Task 1: Update the stepparent forum thread, everything from "You being upset" down to "mini DH, actually.", so that "counselor" becomes "therapist".
Task 2: In the stepparent forum thread, which features did Maxwell09's son share with the stepson on the 4D sonogram and as a newborn?

:: Extract

My step son looks more like his bio mom to me, so when my husband says that ot really pisses me off.

The first time he said it I got upset..the next couple tomes I just smiled and nodded and said oh I guess there are some similarities (like the traits the boys got from him.)

I want to be mature and not take it the wrong way, how would you feel?

Maxwell09's picture

My son does look like my SS...a lot. In fact we first noticed their resemblances on my bs's 4D sonogram picture and when he was a newborn. They both had the same nose, chubby cheeks and forehead shape. Now they look even more a like because of hair and eye color. I don't know why you're upset about it. I thought it was comical. BM likes of post pictures of herself and SS side by side and hashtag the pictures as her clone and twin but when I look at SS I just see him. I don't compare him to DH or BM; he's just him with his own personality. To me, it's just another link in their relationship that will help them bond as brothers since SS's life is split in half.

You being upset by this is irrational and you might want to think about seeing a counselor to find out why something so little bothers you so much. You might be fixating your dislike/hate for BM on to your SS just because he shares some of her features. Many people her dislike their skids but it's because they act terrible.

momjeans's picture

I would feel weirded out, given that skid looks more like BM than DH. I could totally see my DH saying this in front of skid early on in our relationship, though, if only to boost her ego/feelings or whatever. Thank goodness he didn't because I'm sure the look on my face would have been priceless.

It's things like this I'm happy to have blonde hair, blue eyed children. Total opposite of skid, and our 3 year old BD is a mini DH, actually.

What's truly bizarre to me - BIL's daughter was a spitting image of skid when she was an infant. I privately pointed that out several times to DH. He didn't "see" it. Hahahaha.

::::
:: Information given

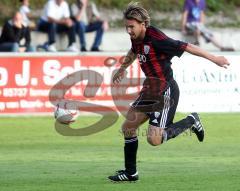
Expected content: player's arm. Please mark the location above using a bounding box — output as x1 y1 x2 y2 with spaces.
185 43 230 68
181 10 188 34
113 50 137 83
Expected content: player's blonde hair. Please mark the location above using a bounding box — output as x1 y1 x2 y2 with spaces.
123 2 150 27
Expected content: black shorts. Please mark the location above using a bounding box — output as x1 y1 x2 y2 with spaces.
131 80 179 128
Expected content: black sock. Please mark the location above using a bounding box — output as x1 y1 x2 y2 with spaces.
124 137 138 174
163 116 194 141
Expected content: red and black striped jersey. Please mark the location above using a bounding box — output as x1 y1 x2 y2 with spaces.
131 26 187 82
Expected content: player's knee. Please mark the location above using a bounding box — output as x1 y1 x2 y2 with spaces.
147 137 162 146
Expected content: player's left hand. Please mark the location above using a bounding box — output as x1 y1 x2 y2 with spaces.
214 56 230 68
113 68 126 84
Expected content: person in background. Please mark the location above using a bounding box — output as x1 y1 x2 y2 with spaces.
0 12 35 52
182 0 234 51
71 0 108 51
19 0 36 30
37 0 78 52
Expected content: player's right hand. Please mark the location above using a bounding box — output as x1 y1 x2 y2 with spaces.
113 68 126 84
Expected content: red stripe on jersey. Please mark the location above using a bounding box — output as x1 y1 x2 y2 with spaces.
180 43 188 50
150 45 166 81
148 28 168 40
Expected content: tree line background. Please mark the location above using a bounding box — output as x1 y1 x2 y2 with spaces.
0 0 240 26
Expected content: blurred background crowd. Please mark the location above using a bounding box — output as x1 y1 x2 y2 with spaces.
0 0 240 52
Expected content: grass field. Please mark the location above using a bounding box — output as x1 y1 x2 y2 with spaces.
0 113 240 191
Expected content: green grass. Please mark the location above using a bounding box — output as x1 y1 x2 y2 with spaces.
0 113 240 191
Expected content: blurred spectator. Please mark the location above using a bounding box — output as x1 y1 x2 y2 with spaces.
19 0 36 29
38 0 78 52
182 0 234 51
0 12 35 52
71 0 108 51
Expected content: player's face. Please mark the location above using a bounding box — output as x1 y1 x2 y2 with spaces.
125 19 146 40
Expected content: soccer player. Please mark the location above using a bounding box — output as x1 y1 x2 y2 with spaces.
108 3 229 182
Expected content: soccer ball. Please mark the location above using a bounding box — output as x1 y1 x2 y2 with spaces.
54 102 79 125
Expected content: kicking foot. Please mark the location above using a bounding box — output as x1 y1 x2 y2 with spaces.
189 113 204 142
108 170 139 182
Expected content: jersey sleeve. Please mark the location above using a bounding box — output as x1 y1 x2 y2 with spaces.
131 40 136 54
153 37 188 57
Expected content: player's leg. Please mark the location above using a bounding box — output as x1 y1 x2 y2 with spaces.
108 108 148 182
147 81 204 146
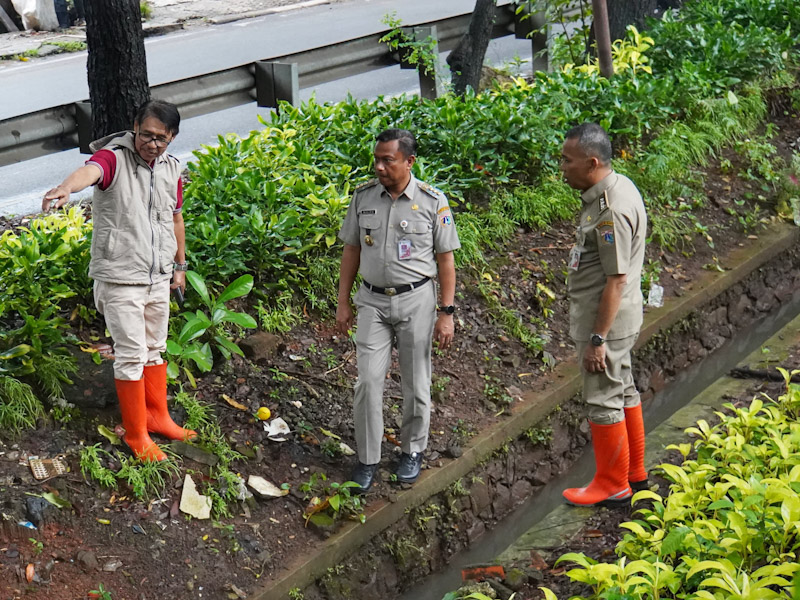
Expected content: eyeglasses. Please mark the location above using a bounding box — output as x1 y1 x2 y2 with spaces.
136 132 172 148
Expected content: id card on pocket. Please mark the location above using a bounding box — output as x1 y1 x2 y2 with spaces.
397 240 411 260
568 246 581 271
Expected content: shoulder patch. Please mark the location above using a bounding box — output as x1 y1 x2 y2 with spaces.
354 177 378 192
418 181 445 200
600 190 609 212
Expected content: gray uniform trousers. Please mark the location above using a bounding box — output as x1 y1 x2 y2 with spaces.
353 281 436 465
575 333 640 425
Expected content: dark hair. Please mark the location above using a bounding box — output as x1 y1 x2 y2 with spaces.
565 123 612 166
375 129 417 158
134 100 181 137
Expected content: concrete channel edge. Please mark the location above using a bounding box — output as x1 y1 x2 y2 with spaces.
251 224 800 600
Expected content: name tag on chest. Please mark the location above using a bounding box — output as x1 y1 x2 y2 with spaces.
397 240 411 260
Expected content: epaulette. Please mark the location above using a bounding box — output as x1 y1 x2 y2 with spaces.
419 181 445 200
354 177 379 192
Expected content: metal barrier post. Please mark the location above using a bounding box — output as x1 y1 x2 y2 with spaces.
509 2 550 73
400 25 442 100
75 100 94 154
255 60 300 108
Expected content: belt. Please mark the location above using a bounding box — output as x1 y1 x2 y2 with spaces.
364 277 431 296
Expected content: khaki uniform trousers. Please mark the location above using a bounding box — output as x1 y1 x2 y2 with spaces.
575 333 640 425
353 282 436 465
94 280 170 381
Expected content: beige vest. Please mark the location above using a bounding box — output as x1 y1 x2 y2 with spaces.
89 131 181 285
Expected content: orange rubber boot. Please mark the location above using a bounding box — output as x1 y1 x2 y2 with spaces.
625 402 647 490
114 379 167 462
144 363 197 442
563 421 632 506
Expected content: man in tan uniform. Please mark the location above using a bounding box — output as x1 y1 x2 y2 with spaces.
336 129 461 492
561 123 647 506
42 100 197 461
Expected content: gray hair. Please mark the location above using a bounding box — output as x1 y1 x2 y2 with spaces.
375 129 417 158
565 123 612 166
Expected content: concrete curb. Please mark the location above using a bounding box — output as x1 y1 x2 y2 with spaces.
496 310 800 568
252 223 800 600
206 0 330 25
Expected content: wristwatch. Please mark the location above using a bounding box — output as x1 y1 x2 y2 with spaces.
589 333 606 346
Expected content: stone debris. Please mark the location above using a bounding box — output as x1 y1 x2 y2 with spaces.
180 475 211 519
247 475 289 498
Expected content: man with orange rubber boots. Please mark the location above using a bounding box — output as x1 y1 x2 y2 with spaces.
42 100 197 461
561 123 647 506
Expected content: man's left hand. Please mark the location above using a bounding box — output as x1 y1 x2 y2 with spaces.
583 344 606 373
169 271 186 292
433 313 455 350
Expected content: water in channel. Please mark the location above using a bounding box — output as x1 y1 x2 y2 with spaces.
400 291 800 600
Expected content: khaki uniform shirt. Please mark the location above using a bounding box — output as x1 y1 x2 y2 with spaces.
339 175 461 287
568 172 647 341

::::

Answer section 1:
You being upset by this is irrational and you might want to think about seeing a therapist to find out why something so little bothers you so much. You might be fixating your dislike/hate for BM on to your SS just because he shares some of her features. Many people her dislike their skids but it's because they act terrible.

momjeans's picture

I would feel weirded out, given that skid looks more like BM than DH. I could totally see my DH saying this in front of skid early on in our relationship, though, if only to boost her ego/feelings or whatever. Thank goodness he didn't because I'm sure the look on my face would have been priceless.

It's things like this I'm happy to have blonde hair, blue eyed children. Total opposite of skid, and our 3 year old BD is a mini DH, actually.

Answer section 2: The same nose, chubby cheeks and forehead shape.